→ Set problem 1:
Set down the passage of the forum thread on sayings from "I dont know" to "a dog sh1t.....".
→ Set problem 2:
According to the forum thread on sayings below, why did Zulus polish cow dung for flooring? Answer in one to three sentences.
→ Set problem 3:
Answer these questions from the forum thread on sayings below:
(a) After lipstick is put on a pig, what is it still, according to the saying?
(b) What does the final post say a slurry pit may contain?
(c) What saying about the Titanic is posted in the thread?
___ Selected passage
So many sayings that are simply not true and are used daily.
Zulus Polished Cows dung for flooring as it dries hard and smooth even has some sort repellent towards certain insects.
Come on what other rubbish sayings are there?
I dont know about rubbish sayings but I know about rubbish topics 🙂
To die for (go on then be my guest)
A bird in the hand is worth two in the bush!?!
thats a good saying surely?
A hand in the bush and who cares about the other bird
put lipstick on a pig ... it's still a pig
don't look at the mantle piece when poking the fire
it's not the size of the nail but the hammer that hits it
cover the face and **** the base
every hole's a goal
can sprinkle glitter on a dog sh1t.....
All good things come to he who waits
not true at all.
you can't polish a turd...
but you can roll it in glitter
All good things must come to an end
An apple a day keeps the doctor away
An army marches on its stomach
also not true
Rarer than horses teeth
"cheap as chips" 😕
er, Dave, i've never heard anyone say that until now...
The Titanic wasn't sunk in a day
Cleanliness is next to godliness
Nope!!!
The Titanic wasn't sunk in a day
Never heard that one before
Rarer than horses teeth
Hens.
I'm going to split hair, in the true spirit of STW pedantry, because I'm bored. A floor made of dung is not a "turd", it is a floor.
"A turd" is a dollop of faecal matter, broadly speaking having the form it is given by the process of being expelled from the rectum. It is questionable whether it is properly applied to something too liquid to retain its shape. Using the term to describe, say, a slurry pit would be inaccurate. A slurry pit may contain matter which used to be turds, but it is not itself a turd, and it probably does not contain turds either as they will havee been broken down into an amorphous mass, losing their shape and individual identity. Using the epxression to describe a floor made of dried faecal matter is likewise inaccurate.
______
___ Dataset excerpt
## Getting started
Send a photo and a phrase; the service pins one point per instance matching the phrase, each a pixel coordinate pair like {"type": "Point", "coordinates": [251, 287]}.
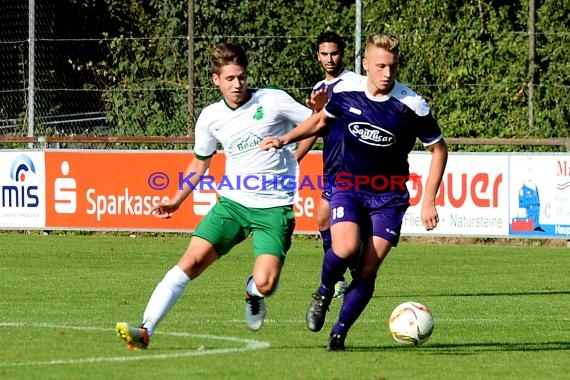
______
→ Exercise result 1:
I dont know about rubbish sayings but I know about rubbish topics 🙂
To die for (go on then be my guest)
A bird in the hand is worth two in the bush!?!
thats a good saying surely?
A hand in the bush and who cares about the other bird
put lipstick on a pig ... it's still a pig
don't look at the mantle piece when poking the fire
it's not the size of the nail but the hammer that hits it
cover the face and **** the base
every hole's a goal
can sprinkle glitter on a dog sh1t.....

→ Exercise result 2:
Zulus polished cow dung for flooring because it dries hard and smooth. It also has some sort of repellent effect on certain insects.

→ Exercise result 3:
(a) It's still a pig.
(b) Matter which used to be turds.
(c) "The Titanic wasn't sunk in a day."